# SELECTED EXCERPT start

Disrupted Space: Placemaking, Augmented Reality and the re-territorialisation of the physical realm
Aug 2017 30

A rant……

One of the most transformative things about augmented reality and mixed reality are the abilities that it gives to add context and content to the world around us, to add layers of story and personal meaning to the hard architectures that often shapes our everyday experience of place. The promise of a technology that brings us back, rather than taking us away, to place and each other.

For as long as we’ve known it, place (the city, the built environment, public infrastructure) is something that has been done to us, not with us. Mediated through semi-permanent hard architectures and public artforms that are chosen by knowledge institutions as ways to often preserve stories of power and ownership over historical narratives. The grafitti makers and flyposterers challenged this notion with non-permanent (and kind of non-linear) artforms, but the democratic potential of space and the built environment has largely been an un-disruptible thing. But, despite its potential flaws, this kind of place had a sharedness, a unified conversation, a collective.

This is what makes the augmentation of space so intriguing. In that it offers a kind of potential for a counter-architecture, one where we are active in the construction and co-creation of space as lived experience. Whilst locative and situated media artists have long been experimenting with these notions, the technologies have remained largely in the hands of specialists and therefore power regimes that want to use screen technologies to alienate us, to atomise us and increasingly see us as a particular kind of individual.

# SELECTED EXCERPT end

* _WHAT TO DO_
1. Does the augmented reality essay agree with each statement? Answer yes or no for each, quoting the deciding words from the essay.
(a) Graffiti makers and flyposterers challenged the usual notion of place with non-permanent artforms.
(b) Locative and situated media technologies have been widely available to the general public.
(c) Place has traditionally been made with people rather than done to them.
2. How might the augmented reality essay go on? Write the next paragraph, picking up after its final sentence.
The material after this point comes from an unrelated source.

# DATA SECTION start

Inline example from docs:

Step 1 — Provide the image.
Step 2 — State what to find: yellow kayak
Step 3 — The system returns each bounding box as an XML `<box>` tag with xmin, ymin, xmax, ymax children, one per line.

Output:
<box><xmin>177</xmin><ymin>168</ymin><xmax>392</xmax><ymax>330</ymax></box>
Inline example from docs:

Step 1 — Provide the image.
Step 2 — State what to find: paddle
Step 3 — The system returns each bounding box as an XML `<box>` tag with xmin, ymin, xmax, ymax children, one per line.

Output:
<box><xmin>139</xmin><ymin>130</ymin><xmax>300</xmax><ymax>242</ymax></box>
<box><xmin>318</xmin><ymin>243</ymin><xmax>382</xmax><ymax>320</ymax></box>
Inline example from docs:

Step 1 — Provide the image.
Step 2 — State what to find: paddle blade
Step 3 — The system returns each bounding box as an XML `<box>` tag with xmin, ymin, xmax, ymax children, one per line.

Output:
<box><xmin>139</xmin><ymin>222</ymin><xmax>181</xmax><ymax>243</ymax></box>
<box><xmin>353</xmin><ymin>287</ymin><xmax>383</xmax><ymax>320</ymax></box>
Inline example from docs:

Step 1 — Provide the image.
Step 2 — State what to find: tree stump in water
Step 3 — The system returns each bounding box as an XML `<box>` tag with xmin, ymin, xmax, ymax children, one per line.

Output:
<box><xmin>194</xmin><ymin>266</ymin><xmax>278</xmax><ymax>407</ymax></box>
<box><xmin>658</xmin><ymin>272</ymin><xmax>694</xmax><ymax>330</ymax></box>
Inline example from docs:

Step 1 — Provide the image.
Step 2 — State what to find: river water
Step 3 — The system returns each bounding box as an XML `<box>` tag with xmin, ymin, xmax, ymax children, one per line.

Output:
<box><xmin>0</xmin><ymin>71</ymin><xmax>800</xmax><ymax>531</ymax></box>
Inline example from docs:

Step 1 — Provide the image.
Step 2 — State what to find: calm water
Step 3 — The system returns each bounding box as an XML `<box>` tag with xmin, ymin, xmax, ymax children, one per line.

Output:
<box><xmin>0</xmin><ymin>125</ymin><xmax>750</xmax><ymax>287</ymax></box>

# DATA SECTION end

* _EXPECTED OUTPUTS_
1.
(a) Yes: "The grafitti makers and flyposterers challenged this notion with non-permanent (and kind of non-linear) artforms"
(b) No: "the technologies have remained largely in the hands of specialists"
(c) No: "something that has been done to us, not with us"

2.
Just like the early internet (the one we currently inhabit btw) democratised information and connection, I believe that the notion of augmented reality offers a similar democratising potential for our notions of place. Imagine a city that you can experience through the eyes of someone else, or through a contextual layer that you choose, or a ‘non-place’ that suddenly is rich in story because of the democratising abilities of digital technologies over physical material ones such as buildings. Imagine being in another place within place. All rather exciting.

But imagine if technology, rather than isolating us and individualising us, could actually bring us back together in the physical world. Sharing a mediation with others perhaps offers a kind of alternative to the notion of individual devices and screens.

But this comes with many caveats. Just like disruptive (virtualised) information and screen technologies impacted on the very essence of how we understand what information and communications is, and brought with it many consequences in digital and real culture (psycho-surveillance, behavioural manipulation, fake news, trolling, trump, brexit, spam, social anxiety) etc. So too will this disruption of hybrid physical space have a massive impact on our spatial culture. What that is precisely remains to be seen, but I sense and feel that it might be quite profound, scary and exciting.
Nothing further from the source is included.